Plasticien naviguant naturellement entre les rivages de la bande dessinée, de l’animation et de l’art contemporain, Vincent Fortemps tâte également du spectacle vivant et de la musique et explore les liens entre le livre et le travail scénique.

neuvièmeart : Quel était votre intérêt pour le spectacle vivant avant votre implication dans Chantier Musil ? Pour l’improvisation musicale ?
Vincent Fortemps : J’ai toujours eu du plaisir à écouter de la musique, à imaginer être sur scène. Je ressentais quelque chose de magique, j’avais une grande envie d’être là, à la place des musiciens, sur scène. Je ne sais plus, je devais avoir huit ans (dans les années 70) lorsque j’ai vu un spectacle d’école avec des gamins de mon âge qui chantaient, jouaient d’un instrument... J’ai été vraiment capté par cette chose, une comédie musicale, dans le style de Hair ou bien du Big Bazar de Fugain, très à la mode à cette époque... Mon dieu ! Et puis, un peu plus tard j’écoutais tous les 33 tours de mon grand frère.
Par la suite, dès que j’ai eu de l’argent de poche, je dépensais tout en vinyles. Et pour enfin réaliser mon rêve je me suis mis à jouer de la basse dans un groupe de rock & roll. Ça faisait bien rire mes amis fréonistes ! Ce groupe s’appelait Jupiter Boots et deux CD ont été réalisés, ainsi que pas mal de concerts... J’aimais beaucoup répéter des heures dans la cave, jouer en concert sur scène : cette énergie du groupe face au public, la puissance du son, la fragilité de l’instant, le stress avant de jouer... Piètre bassiste mais bon, je prenais beaucoup de plaisir ! Je dansais plus que je ne touchais les cordes, mais j’étais dans la musique sur scène et c’est cela qui m’importait.

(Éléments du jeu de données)
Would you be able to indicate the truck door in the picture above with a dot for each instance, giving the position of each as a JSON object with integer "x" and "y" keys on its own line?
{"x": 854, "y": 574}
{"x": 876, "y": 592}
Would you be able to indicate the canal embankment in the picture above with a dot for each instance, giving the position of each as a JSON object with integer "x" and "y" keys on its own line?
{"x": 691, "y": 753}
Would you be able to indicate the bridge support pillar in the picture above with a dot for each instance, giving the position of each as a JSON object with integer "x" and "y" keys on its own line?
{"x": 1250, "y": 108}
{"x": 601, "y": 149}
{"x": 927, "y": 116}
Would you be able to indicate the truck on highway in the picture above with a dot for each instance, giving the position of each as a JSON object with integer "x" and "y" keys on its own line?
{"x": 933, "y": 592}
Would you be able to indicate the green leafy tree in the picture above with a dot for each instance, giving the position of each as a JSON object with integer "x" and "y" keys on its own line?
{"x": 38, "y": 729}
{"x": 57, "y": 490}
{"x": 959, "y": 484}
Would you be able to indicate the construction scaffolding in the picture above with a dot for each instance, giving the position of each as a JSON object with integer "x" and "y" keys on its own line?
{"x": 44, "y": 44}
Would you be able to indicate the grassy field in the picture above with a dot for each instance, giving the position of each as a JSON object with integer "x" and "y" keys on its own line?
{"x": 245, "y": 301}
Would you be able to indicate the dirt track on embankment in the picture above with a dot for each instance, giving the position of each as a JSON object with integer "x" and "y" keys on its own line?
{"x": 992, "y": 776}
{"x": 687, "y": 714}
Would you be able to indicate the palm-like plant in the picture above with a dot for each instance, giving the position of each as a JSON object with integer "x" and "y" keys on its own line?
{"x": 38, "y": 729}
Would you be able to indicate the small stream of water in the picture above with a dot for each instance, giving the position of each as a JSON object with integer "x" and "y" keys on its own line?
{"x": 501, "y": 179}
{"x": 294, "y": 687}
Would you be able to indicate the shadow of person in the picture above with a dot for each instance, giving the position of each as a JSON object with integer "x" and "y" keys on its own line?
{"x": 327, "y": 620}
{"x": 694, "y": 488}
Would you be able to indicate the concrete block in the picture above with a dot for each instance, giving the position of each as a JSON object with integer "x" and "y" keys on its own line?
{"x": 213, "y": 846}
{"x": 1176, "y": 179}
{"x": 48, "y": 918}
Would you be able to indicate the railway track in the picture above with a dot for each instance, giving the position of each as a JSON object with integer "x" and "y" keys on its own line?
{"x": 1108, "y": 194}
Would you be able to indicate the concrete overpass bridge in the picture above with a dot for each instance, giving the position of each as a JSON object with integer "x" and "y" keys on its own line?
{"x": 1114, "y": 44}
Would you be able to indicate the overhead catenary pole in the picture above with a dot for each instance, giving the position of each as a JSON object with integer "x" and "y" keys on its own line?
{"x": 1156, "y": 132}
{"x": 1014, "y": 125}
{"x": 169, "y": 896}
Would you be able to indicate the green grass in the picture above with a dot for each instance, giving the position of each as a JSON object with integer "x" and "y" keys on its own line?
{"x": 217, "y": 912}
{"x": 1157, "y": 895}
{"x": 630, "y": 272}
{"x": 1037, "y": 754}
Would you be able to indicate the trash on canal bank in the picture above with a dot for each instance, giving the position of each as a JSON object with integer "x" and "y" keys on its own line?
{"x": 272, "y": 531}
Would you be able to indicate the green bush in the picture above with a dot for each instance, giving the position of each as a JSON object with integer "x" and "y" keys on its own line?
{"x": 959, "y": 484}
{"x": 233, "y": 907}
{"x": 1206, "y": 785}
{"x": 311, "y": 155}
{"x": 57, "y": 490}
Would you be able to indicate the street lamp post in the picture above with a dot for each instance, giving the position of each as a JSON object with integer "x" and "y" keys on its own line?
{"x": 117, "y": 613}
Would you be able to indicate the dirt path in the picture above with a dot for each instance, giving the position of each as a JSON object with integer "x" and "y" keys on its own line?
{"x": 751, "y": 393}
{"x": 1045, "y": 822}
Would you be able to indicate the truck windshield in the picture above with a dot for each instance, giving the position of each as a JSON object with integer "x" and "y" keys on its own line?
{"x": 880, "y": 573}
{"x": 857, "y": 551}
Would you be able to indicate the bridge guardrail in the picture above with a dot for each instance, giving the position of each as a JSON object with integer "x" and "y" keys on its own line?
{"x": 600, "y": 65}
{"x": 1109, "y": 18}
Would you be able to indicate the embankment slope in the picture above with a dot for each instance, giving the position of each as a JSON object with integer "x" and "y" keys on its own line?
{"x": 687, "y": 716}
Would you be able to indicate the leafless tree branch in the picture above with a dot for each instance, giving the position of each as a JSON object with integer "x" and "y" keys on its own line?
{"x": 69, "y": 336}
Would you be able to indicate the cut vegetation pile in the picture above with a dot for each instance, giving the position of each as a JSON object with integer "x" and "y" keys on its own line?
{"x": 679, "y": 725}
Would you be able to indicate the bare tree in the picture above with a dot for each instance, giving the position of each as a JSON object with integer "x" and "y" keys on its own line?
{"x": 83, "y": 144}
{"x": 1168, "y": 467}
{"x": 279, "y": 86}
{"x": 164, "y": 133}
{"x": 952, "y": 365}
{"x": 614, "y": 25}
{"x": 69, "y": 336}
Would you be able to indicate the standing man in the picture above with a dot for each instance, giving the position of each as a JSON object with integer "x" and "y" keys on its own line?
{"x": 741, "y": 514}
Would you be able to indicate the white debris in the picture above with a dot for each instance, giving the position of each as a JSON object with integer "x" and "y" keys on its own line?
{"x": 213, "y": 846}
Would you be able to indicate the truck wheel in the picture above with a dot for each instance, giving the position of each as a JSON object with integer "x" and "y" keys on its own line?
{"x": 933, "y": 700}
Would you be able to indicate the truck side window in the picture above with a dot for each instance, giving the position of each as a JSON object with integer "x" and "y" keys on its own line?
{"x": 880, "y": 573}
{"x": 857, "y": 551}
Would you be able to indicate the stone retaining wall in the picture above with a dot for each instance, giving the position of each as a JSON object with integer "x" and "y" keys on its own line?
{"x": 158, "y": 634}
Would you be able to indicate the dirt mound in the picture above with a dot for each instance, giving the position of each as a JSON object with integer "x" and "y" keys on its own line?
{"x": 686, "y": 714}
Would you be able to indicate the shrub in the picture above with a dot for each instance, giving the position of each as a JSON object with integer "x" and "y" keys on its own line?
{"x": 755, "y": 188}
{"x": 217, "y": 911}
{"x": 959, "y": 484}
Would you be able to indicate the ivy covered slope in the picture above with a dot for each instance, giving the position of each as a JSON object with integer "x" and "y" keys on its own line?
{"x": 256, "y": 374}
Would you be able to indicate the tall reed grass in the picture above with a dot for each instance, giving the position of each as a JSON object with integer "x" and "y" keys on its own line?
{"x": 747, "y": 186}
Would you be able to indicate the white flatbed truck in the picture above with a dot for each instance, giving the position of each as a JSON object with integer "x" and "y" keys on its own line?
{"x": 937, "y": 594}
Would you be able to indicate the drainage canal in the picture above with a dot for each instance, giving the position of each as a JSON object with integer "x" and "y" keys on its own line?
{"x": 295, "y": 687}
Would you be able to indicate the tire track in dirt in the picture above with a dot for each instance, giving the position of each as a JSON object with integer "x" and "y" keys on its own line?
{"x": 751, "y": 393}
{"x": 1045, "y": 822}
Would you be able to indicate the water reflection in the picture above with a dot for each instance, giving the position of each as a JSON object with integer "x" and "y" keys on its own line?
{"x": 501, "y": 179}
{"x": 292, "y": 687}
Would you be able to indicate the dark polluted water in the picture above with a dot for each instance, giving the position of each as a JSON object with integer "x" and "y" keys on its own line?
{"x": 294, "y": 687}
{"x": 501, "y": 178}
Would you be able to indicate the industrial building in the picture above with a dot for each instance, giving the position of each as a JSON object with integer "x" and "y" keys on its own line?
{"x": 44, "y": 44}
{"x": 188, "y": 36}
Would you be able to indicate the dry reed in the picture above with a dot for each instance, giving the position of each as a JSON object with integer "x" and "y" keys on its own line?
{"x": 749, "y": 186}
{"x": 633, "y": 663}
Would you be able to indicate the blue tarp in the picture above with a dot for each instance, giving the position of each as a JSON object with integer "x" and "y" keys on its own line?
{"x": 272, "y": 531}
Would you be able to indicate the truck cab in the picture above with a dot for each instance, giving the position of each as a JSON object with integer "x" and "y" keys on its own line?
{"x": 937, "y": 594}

*EXERCICE*. Dans l’entretien avec Vincent Fortemps, quel était le nom du groupe de rock & roll où il jouait de la basse ?

*RÉSULTAT DE L’EXERCICE*. Jupiter Boots.